> **YOUR GOAL**
Please return the lines of the data that contain "wooden".

> **DATA RECORDS**
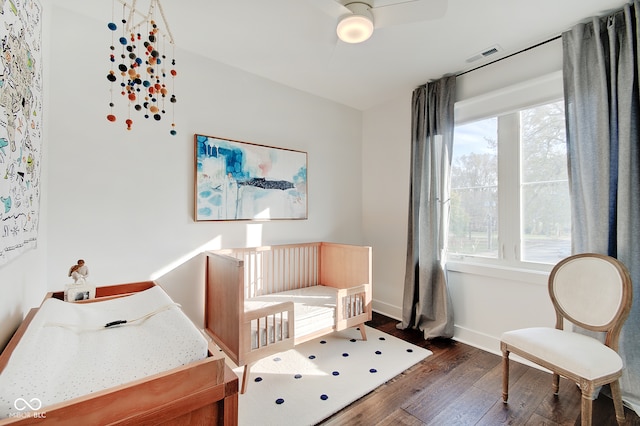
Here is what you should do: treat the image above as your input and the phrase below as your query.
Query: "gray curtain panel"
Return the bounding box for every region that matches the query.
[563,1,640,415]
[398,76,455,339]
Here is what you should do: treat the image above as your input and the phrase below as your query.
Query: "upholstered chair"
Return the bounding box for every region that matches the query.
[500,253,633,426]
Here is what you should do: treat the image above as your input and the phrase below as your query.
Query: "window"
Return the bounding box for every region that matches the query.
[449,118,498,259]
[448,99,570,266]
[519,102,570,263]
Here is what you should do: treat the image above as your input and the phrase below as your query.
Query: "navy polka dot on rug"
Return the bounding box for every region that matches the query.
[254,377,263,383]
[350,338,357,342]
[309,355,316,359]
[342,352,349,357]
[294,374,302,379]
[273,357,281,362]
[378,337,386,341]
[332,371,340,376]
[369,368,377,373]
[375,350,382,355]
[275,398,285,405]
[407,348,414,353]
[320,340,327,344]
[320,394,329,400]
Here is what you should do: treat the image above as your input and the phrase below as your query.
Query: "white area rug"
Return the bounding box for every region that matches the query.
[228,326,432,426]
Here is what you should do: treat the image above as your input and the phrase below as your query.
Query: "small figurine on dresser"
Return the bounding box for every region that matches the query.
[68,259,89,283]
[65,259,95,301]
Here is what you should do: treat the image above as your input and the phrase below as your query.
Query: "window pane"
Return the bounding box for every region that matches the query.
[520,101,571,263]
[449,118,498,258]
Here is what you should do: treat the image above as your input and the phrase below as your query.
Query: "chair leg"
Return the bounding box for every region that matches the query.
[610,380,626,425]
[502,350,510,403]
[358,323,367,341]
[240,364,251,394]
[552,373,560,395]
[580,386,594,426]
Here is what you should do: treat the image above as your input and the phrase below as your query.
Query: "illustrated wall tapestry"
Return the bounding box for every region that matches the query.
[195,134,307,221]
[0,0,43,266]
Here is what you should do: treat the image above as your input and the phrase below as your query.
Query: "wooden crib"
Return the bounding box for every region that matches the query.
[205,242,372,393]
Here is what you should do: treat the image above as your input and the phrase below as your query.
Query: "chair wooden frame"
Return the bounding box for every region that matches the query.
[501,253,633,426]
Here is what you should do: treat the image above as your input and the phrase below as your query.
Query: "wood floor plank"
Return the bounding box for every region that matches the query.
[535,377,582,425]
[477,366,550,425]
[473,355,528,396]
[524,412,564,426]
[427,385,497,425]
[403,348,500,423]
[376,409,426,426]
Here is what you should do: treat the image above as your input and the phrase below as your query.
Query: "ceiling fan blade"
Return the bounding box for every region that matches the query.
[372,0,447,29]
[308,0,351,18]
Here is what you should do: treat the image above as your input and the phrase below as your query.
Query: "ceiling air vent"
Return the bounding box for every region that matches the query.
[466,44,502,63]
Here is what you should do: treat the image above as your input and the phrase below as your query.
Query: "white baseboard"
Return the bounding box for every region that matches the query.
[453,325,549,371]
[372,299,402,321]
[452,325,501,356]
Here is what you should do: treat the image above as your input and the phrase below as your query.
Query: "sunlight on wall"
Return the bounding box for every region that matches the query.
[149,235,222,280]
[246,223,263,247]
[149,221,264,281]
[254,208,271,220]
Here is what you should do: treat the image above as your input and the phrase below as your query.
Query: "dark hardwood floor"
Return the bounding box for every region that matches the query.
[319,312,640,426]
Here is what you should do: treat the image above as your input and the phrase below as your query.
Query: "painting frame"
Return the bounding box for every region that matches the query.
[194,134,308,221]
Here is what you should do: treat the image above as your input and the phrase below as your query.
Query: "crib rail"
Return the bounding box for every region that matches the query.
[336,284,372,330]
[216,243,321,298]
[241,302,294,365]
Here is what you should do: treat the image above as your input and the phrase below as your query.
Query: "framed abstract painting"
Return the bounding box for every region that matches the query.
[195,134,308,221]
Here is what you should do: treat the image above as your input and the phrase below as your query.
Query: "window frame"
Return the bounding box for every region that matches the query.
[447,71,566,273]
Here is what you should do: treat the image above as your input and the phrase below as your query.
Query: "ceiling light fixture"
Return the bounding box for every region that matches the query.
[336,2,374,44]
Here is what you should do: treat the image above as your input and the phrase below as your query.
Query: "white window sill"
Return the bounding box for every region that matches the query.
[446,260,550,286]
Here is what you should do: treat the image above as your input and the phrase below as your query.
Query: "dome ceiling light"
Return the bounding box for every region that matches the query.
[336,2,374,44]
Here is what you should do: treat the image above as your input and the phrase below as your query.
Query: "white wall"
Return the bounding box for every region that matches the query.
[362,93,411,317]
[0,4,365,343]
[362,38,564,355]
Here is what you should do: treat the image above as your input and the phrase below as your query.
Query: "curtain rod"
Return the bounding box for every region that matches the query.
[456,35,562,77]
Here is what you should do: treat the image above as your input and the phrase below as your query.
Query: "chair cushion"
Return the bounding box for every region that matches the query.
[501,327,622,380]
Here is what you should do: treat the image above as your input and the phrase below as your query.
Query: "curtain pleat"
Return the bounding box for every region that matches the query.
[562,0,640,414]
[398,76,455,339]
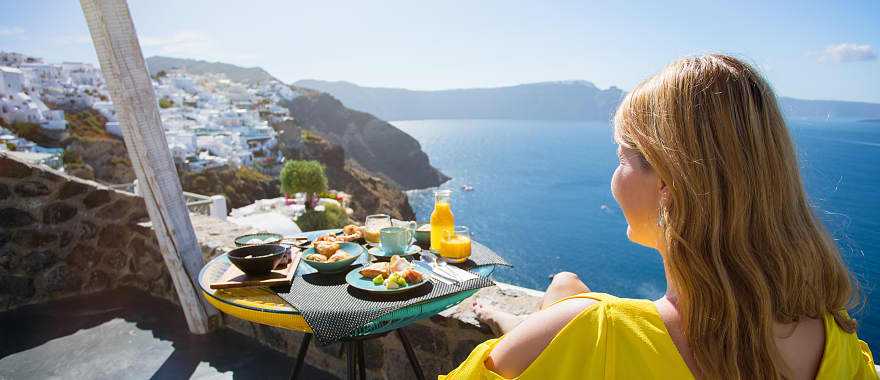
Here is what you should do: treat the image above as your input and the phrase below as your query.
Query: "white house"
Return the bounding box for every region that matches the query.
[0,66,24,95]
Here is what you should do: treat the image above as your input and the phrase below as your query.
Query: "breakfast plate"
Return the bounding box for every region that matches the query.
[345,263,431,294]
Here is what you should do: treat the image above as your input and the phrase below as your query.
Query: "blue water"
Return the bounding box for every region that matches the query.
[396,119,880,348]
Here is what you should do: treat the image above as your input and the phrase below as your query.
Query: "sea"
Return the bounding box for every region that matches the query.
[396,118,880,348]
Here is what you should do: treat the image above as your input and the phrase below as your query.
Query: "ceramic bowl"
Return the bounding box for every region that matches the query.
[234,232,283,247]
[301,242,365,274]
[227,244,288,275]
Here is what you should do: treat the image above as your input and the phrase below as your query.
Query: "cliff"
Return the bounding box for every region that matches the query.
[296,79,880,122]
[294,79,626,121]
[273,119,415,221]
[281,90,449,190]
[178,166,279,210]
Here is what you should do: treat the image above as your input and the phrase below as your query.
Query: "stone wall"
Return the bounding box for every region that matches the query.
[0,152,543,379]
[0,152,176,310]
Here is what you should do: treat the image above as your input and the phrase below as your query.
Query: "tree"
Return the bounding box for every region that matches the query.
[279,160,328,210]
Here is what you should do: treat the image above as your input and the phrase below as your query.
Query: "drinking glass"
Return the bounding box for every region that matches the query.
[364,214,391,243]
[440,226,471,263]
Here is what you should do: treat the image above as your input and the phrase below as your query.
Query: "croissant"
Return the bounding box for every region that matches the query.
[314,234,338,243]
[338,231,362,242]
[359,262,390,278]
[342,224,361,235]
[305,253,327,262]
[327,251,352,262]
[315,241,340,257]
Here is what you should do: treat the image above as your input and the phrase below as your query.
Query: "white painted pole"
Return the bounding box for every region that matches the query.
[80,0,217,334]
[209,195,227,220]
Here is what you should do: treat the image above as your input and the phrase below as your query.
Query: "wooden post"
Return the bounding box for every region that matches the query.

> **REPLY**
Query: "wooden crib"
Query: "chair wooden frame"
Query: "wooden post"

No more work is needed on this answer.